╭─ Supplied entries
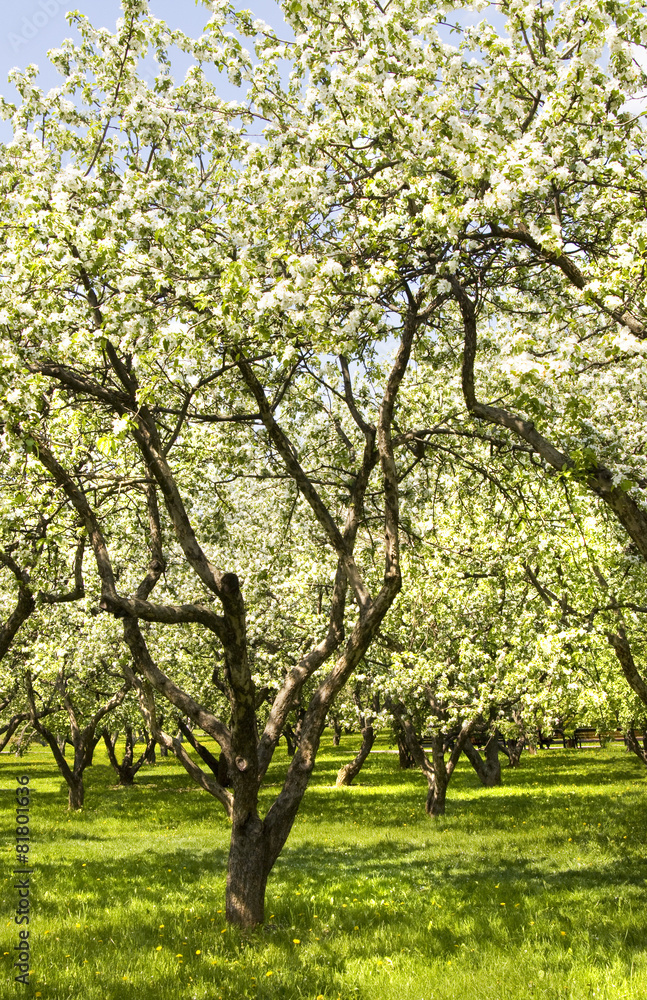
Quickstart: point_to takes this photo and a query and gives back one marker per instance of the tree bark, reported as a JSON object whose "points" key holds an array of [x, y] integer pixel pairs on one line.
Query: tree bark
{"points": [[247, 873], [514, 749], [488, 770], [349, 772], [129, 767], [632, 743]]}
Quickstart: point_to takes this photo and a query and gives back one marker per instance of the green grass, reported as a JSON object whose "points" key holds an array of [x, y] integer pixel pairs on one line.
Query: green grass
{"points": [[535, 889]]}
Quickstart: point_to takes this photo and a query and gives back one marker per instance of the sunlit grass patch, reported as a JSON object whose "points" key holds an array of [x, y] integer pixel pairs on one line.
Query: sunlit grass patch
{"points": [[534, 889]]}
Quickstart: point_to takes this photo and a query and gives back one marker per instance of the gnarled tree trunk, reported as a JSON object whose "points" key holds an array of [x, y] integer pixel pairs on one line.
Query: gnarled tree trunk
{"points": [[488, 770]]}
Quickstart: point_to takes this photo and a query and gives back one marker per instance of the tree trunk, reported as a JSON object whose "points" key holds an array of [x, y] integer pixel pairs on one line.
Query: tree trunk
{"points": [[350, 771], [247, 873], [436, 794], [631, 741], [488, 770]]}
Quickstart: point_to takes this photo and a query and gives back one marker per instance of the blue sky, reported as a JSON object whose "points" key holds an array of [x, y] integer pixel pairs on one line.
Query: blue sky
{"points": [[31, 27]]}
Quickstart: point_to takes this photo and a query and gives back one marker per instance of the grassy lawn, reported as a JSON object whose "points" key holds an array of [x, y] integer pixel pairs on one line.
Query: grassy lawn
{"points": [[536, 889]]}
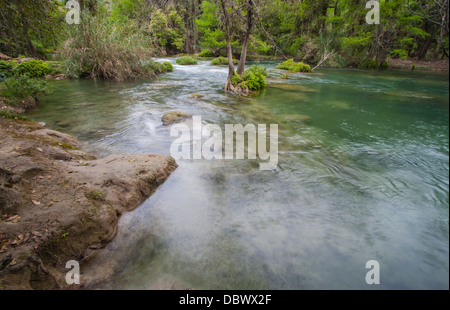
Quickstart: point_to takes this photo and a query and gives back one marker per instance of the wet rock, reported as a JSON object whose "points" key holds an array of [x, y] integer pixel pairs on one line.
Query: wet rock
{"points": [[196, 96], [174, 117]]}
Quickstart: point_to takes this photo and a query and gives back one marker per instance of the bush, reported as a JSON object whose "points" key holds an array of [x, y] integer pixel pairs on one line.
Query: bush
{"points": [[33, 68], [100, 48], [22, 86], [399, 53], [186, 61], [222, 61], [291, 65], [253, 78], [168, 66], [206, 53], [373, 64], [6, 68]]}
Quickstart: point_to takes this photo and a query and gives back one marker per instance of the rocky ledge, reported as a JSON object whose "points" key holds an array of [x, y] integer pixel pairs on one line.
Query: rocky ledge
{"points": [[59, 203]]}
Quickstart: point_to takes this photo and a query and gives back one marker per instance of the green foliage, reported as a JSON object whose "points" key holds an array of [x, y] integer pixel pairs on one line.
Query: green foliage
{"points": [[19, 87], [6, 65], [101, 48], [186, 61], [168, 28], [206, 54], [14, 116], [374, 64], [399, 53], [222, 61], [168, 66], [253, 78], [291, 65], [33, 68], [54, 67], [31, 28]]}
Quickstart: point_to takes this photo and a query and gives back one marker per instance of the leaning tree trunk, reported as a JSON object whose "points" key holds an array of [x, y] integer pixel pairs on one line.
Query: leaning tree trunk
{"points": [[248, 31], [228, 84]]}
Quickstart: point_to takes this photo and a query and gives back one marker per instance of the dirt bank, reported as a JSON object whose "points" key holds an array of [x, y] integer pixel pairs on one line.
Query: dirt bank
{"points": [[59, 203]]}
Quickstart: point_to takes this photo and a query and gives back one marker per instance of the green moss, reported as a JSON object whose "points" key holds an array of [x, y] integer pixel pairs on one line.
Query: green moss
{"points": [[186, 61], [253, 78], [291, 65], [95, 195]]}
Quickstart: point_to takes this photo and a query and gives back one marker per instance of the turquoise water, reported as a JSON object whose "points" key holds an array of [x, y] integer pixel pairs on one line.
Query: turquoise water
{"points": [[363, 175]]}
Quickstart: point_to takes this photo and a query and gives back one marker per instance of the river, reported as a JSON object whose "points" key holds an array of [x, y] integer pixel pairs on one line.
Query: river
{"points": [[365, 176]]}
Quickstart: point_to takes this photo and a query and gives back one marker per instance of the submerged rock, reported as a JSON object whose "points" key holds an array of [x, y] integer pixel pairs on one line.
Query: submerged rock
{"points": [[196, 96], [296, 118], [174, 117]]}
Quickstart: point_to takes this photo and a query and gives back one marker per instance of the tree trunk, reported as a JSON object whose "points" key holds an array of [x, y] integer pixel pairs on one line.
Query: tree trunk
{"points": [[241, 67], [228, 84]]}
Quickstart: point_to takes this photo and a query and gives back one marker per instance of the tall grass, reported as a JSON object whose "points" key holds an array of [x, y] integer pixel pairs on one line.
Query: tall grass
{"points": [[102, 48]]}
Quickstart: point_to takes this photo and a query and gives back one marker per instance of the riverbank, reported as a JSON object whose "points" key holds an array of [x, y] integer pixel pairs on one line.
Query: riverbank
{"points": [[438, 66], [59, 203]]}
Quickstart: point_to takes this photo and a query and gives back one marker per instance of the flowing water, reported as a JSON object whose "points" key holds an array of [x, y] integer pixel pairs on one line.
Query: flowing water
{"points": [[363, 175]]}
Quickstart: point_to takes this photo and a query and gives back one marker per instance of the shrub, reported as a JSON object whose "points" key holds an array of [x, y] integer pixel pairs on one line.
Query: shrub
{"points": [[291, 65], [186, 61], [6, 65], [33, 68], [221, 61], [168, 66], [100, 48], [399, 53], [14, 116], [206, 53], [22, 86], [154, 67], [253, 78], [54, 67], [373, 64]]}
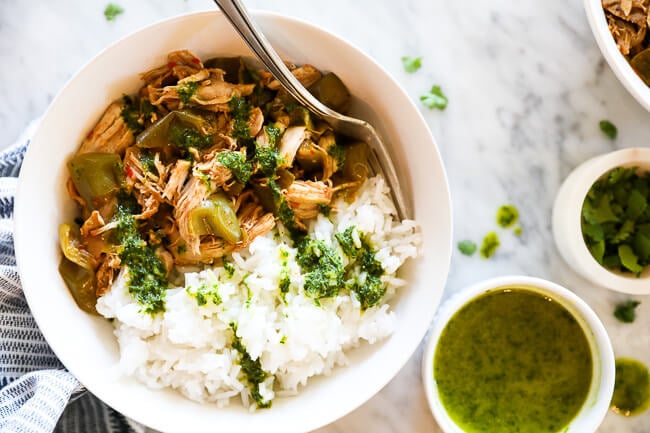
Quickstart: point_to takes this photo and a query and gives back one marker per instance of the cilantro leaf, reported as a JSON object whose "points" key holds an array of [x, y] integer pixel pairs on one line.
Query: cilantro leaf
{"points": [[112, 10], [615, 220], [628, 259], [435, 99], [467, 247], [411, 64], [489, 245], [507, 216], [609, 129], [626, 311]]}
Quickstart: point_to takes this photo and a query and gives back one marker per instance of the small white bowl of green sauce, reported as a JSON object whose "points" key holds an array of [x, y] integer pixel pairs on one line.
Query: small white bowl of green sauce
{"points": [[576, 245], [518, 354]]}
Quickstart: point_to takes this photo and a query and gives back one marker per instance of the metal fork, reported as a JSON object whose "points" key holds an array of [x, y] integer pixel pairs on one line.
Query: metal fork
{"points": [[380, 160]]}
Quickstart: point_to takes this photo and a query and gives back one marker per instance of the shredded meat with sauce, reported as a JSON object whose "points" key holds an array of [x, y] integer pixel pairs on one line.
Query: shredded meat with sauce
{"points": [[628, 22], [205, 158]]}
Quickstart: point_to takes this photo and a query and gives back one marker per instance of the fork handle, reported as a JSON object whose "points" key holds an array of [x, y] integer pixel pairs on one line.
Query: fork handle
{"points": [[236, 13], [238, 16]]}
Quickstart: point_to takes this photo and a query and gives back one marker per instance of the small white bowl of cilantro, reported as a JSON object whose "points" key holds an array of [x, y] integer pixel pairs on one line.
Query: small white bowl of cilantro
{"points": [[601, 220]]}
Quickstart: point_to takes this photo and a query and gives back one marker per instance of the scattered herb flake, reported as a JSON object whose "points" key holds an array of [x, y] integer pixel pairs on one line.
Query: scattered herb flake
{"points": [[467, 247], [435, 99], [489, 245], [112, 11], [609, 129], [626, 311], [411, 64], [507, 216]]}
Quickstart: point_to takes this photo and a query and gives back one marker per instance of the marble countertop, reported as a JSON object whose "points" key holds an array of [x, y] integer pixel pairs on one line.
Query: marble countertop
{"points": [[527, 87]]}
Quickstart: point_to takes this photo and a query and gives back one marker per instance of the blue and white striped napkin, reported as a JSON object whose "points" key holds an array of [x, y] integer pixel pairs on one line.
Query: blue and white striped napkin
{"points": [[37, 394]]}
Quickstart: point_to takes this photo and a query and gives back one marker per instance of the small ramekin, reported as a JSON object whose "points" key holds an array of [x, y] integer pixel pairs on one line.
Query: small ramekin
{"points": [[596, 405], [567, 229]]}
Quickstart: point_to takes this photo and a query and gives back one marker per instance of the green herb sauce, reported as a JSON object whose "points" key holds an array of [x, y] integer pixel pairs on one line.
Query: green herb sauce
{"points": [[228, 267], [148, 162], [267, 159], [631, 388], [252, 369], [204, 293], [323, 268], [513, 360], [147, 273], [369, 288]]}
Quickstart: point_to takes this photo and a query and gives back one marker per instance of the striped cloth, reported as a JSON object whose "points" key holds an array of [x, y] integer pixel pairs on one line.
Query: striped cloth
{"points": [[37, 394]]}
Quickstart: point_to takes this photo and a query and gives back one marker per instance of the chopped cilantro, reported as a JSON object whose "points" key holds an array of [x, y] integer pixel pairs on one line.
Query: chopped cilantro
{"points": [[626, 311], [252, 369], [467, 247], [323, 268], [507, 216], [147, 273], [609, 129], [324, 209], [411, 64], [274, 134], [489, 245], [435, 99], [228, 267], [616, 220], [112, 11], [368, 285], [204, 293]]}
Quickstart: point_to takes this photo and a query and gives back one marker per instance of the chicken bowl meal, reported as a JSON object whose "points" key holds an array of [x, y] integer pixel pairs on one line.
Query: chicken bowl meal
{"points": [[218, 254], [239, 245]]}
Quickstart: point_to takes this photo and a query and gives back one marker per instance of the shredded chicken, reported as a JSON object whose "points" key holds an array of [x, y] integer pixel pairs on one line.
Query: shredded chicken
{"points": [[199, 160], [628, 23], [110, 135], [306, 197]]}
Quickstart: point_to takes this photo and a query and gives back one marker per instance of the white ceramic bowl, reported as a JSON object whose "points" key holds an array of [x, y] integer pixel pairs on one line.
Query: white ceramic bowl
{"points": [[616, 60], [602, 386], [567, 229], [86, 345]]}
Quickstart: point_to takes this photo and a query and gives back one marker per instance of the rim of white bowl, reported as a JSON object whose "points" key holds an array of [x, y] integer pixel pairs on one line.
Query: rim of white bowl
{"points": [[567, 229], [445, 249], [596, 404], [617, 62]]}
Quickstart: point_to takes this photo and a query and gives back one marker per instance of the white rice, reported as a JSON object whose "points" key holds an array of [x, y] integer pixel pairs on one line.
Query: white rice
{"points": [[189, 346]]}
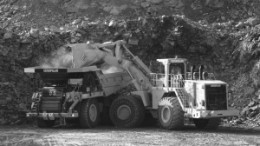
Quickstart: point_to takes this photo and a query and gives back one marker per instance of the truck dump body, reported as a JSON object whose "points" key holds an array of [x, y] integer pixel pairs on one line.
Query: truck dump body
{"points": [[108, 83]]}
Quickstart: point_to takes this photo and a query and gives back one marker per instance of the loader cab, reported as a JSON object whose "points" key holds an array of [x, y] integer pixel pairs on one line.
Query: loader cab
{"points": [[174, 68]]}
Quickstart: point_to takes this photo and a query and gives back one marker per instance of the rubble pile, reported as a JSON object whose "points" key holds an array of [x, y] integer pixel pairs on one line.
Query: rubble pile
{"points": [[250, 115]]}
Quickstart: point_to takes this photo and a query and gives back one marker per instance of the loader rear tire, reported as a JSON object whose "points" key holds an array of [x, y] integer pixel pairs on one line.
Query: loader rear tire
{"points": [[171, 115], [89, 116], [41, 123], [207, 124], [127, 112]]}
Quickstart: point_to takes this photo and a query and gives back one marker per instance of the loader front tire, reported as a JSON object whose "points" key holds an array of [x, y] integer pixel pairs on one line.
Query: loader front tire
{"points": [[171, 115], [41, 123], [127, 112], [89, 116]]}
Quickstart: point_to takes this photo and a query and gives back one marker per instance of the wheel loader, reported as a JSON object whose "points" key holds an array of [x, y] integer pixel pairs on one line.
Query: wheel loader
{"points": [[86, 94]]}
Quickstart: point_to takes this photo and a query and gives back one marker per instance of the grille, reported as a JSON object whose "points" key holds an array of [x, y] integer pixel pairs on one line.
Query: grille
{"points": [[51, 99], [216, 98]]}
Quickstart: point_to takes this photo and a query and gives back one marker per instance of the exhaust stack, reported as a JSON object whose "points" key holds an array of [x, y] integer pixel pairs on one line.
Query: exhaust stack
{"points": [[200, 72], [192, 71]]}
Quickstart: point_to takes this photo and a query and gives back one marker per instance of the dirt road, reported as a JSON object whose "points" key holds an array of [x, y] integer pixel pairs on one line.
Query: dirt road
{"points": [[32, 136]]}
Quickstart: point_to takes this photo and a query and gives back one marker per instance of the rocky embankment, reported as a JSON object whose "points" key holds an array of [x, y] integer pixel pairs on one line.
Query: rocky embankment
{"points": [[223, 35]]}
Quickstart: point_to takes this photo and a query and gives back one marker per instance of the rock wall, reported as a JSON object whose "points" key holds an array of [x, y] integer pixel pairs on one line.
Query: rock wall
╰─
Short exercise → Print again the material above, limited to the lines from the one holding "the loader rear" through the last, inclusive.

Written answer →
Quickstart: point_to takes this photo and a query and gives back one marker per instance of the loader rear tire, reported as a JSON object whose "points" key holds an array of [x, y] integer pixel pairs on one line.
Query: loader rear tire
{"points": [[171, 115], [89, 116], [41, 123], [207, 124], [127, 112]]}
Quickstart: point_to takes this photo and a query and gives back one marker per instance of the loader front tire, reported as a JSON object whose "points" key holds an array of [x, y] integer pixel pairs on one line.
Query: loader front tire
{"points": [[171, 115], [41, 123], [127, 112], [89, 116]]}
Quickstart: point_to takes this photo and a query and gives back one marker per instance of the wheel loader, reported as a JSON object whose "points" key holds an array of [x, y] integer pixel pairs on one line.
Query: wheel loader
{"points": [[86, 94]]}
Quickstart: point_to takes this photo and a query and gives back one marker per instance of the grille, reported as a JSON object whose "points" key holds an array of [x, y] integer pixel pairs on one line.
Query: grille
{"points": [[51, 99], [216, 98]]}
Quickstart: point_to takes this photo and a query and gives back one marker per instance of the exhaust stack, reported as a JSON object whose "points" key holds an array of [x, y] integer pixel pairs on one line.
Query: exhaust stack
{"points": [[200, 72], [192, 71]]}
Quickstart: point_to takes this photo and a query and gives back one marker per instance of the dirt road, reported as a JSON object whose "points" key holds an array of [x, y] integer pixel pairs on one line.
Query: dirt road
{"points": [[32, 136]]}
Quickstart: point_to takes this photo and a query and gives back one marker per instance of the rocky embankment, reported as a JSON object whose "points" key holds an array of [x, y] integer pixel pairs on one line.
Query: rocky embankment
{"points": [[223, 35]]}
Quickstart: point_to takes this photo and a query and gives back one marker per instance of the rock wall, reported as a JSON object whose "points" key holds an array of [x, y] integer pixel pairs on one line.
Query: rock wall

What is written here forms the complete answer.